### Provided data

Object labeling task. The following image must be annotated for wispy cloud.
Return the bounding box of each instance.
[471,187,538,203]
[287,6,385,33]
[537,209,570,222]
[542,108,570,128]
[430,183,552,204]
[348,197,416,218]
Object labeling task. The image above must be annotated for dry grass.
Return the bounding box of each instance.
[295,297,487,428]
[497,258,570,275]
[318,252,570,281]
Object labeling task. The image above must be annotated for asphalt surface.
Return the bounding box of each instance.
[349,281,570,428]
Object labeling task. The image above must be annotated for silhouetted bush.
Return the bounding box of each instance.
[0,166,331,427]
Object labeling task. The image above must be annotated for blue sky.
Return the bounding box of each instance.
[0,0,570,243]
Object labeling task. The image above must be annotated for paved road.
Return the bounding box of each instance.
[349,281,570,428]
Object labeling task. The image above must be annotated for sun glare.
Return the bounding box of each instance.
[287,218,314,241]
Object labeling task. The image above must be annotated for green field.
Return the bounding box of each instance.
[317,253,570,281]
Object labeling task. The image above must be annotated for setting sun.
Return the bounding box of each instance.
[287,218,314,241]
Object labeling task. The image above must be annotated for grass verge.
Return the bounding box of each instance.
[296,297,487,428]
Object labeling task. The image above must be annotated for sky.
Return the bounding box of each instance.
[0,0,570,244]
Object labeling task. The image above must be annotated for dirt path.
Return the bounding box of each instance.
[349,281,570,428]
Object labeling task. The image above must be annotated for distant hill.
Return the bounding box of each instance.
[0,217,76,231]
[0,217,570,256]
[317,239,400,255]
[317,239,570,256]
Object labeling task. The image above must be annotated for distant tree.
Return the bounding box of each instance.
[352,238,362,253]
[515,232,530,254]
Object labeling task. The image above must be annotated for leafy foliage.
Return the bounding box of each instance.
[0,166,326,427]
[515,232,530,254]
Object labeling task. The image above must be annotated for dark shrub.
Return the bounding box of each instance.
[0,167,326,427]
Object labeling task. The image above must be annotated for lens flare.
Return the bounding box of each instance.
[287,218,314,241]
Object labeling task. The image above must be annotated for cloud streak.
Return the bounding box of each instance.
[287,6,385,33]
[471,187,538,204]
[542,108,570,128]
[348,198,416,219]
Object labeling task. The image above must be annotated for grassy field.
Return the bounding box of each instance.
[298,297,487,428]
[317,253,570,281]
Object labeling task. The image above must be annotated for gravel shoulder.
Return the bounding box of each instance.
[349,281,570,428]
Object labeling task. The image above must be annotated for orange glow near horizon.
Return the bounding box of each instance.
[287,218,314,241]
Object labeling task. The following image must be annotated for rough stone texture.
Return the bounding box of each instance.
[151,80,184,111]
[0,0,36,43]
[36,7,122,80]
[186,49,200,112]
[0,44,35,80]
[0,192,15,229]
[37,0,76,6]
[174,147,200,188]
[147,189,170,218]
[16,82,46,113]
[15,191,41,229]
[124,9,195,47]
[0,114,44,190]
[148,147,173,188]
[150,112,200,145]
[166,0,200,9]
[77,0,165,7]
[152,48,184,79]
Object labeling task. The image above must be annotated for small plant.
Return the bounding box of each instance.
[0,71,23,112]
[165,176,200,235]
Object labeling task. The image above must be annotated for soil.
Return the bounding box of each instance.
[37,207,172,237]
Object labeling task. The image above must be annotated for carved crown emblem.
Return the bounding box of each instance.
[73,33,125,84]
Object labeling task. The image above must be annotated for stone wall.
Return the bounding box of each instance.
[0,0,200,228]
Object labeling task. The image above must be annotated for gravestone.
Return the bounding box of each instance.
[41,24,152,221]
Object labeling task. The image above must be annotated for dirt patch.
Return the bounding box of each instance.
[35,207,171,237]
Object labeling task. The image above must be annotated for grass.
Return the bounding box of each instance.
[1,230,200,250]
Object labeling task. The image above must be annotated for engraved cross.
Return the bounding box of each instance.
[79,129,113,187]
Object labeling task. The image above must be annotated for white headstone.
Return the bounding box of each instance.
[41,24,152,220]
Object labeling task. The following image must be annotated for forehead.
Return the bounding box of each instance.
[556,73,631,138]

######
### Provided data

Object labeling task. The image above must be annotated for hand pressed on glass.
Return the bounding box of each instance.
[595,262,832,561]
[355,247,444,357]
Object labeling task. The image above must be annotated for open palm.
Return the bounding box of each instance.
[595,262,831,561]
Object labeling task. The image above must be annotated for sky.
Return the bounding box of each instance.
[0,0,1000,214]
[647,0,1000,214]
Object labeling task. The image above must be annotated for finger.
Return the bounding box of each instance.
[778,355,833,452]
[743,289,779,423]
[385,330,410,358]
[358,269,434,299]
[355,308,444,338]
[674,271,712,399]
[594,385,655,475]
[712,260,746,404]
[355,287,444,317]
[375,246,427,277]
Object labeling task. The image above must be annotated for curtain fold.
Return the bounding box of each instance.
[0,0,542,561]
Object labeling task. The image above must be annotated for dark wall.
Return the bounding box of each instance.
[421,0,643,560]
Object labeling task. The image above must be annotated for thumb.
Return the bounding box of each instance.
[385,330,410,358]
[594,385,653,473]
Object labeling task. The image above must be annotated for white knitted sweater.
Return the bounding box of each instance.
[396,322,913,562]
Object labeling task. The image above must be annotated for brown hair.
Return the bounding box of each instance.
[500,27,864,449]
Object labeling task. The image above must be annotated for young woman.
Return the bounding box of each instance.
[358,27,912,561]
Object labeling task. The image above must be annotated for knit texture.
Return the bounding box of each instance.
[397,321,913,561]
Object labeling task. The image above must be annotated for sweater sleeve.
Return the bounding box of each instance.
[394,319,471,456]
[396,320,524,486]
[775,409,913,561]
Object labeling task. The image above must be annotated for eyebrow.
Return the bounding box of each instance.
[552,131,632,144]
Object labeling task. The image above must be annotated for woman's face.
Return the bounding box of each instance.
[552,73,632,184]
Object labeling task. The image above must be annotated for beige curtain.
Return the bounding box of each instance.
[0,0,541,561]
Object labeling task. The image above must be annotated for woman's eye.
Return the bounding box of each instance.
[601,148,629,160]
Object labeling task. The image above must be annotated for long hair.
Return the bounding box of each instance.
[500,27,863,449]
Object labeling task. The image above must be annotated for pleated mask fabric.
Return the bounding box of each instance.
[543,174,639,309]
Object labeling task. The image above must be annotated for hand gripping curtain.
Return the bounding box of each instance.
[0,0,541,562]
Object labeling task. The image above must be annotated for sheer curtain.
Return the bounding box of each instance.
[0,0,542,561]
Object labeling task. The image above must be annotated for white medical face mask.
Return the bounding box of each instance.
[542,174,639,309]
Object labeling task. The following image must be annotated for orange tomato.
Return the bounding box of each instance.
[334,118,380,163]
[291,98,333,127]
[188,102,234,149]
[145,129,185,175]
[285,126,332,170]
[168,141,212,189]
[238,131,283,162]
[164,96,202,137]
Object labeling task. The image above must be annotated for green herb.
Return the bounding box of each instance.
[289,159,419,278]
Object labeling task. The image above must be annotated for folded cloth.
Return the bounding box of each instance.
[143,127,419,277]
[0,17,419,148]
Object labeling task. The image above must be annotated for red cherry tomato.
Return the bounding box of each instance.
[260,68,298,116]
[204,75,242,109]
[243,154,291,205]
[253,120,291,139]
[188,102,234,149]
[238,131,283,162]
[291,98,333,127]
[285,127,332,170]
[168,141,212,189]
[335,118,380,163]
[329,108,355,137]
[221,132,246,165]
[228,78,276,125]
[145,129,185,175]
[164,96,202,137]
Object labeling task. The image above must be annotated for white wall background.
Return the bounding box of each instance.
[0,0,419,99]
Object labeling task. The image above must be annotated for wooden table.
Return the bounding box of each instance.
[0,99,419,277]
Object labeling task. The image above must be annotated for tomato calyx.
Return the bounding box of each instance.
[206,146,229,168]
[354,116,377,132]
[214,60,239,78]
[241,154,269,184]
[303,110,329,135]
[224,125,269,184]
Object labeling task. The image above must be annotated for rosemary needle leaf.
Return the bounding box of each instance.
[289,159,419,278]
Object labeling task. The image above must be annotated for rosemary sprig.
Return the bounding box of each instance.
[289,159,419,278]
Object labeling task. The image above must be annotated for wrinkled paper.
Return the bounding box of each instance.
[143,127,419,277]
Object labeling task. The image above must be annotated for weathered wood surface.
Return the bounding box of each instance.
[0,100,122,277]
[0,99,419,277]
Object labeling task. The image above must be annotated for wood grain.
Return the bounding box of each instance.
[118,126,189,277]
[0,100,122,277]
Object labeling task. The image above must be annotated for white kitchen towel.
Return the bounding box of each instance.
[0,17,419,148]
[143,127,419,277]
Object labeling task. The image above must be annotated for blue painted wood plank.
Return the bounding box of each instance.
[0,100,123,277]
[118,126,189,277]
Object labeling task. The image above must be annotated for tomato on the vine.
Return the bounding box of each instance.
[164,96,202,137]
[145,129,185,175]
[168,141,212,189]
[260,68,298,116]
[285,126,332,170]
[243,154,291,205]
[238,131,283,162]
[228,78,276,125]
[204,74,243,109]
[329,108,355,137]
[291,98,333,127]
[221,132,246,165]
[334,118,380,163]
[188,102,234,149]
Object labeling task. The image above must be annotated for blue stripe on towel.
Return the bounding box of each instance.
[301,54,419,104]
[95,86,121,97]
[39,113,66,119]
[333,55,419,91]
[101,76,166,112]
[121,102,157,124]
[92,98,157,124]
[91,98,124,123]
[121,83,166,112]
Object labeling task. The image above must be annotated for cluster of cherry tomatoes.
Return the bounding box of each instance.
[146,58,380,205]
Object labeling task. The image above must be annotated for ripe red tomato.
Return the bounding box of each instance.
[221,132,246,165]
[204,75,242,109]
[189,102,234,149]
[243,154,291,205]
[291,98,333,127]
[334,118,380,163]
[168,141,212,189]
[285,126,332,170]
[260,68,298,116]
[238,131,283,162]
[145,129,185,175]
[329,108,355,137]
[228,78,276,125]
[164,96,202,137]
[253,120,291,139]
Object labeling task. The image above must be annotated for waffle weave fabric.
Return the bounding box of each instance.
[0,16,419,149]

######
### Provided data

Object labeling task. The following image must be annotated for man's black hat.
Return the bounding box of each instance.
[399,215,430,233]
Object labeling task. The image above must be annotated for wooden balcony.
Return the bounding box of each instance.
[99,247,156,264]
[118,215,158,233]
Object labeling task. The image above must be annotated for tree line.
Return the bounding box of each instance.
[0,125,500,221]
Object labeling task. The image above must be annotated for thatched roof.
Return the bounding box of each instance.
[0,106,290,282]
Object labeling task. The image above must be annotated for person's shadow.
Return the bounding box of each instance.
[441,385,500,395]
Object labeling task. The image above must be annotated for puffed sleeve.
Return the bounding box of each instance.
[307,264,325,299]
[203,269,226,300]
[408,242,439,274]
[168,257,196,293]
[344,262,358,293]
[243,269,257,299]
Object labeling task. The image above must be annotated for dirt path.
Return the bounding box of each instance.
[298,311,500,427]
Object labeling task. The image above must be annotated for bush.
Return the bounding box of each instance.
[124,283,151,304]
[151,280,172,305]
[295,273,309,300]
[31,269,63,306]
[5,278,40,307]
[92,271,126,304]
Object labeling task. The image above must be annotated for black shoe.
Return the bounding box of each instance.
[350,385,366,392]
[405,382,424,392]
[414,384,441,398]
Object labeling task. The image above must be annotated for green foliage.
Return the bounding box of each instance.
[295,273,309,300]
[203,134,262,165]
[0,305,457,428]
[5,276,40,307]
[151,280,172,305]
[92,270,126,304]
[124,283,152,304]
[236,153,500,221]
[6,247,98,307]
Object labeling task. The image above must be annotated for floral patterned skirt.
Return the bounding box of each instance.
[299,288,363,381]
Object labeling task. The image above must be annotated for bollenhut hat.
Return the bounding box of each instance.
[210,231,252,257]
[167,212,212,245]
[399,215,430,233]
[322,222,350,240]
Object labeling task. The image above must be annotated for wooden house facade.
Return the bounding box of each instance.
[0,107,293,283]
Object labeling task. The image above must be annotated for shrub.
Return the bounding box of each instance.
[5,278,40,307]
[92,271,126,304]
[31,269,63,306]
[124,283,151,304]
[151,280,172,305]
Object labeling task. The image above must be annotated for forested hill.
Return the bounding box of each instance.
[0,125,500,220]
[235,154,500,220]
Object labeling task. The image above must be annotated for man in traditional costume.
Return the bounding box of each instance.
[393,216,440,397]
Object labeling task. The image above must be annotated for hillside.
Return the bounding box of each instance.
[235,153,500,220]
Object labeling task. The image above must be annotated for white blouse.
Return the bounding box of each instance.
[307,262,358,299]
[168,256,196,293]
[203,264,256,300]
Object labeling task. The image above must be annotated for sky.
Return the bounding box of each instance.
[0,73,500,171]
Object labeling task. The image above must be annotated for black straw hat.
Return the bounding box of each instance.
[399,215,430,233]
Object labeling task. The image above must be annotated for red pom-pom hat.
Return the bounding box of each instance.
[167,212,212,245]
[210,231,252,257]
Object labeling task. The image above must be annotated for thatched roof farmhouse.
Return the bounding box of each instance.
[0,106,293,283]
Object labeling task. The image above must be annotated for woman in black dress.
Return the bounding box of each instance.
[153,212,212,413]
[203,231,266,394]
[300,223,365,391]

######

- [Task to complete] Copy the entries above from the line with "for puffed sleeve." to the line with "[299,288,363,381]", keeping both of those lines and all the requests between them. In your copy, shift every bounding-box coordinate up by 139.

- [Task answer]
Object labeling task. The image above must be annotated for puffed sleeve.
Return the bounding box of each instance.
[446,403,464,438]
[342,408,365,439]
[547,381,578,413]
[307,396,335,432]
[483,401,497,432]
[382,408,396,438]
Object labeling task. The image above must be annotated for dirt path.
Return the bounding box of each instance.
[437,450,639,566]
Object labeling task. The image above must be annotated for bush.
Return the bounding box of each instance.
[263,422,290,443]
[290,419,311,444]
[434,412,448,439]
[170,408,202,445]
[144,417,179,446]
[231,410,265,443]
Object labeling task. The image above must be annotated for black shoe.
Return the bounding box of each instance.
[489,524,505,531]
[544,521,563,531]
[553,523,580,537]
Object labeling task. The image above must be annotated for green foliage.
Return the bounding box of each instance.
[434,412,448,439]
[342,273,401,304]
[139,444,596,567]
[144,415,179,446]
[290,419,311,444]
[231,409,265,443]
[263,422,291,443]
[375,292,639,360]
[145,386,237,446]
Object labeling task. The image above must be annotated for floral patterned skirt.
Return the bounding box of each instance.
[438,427,502,520]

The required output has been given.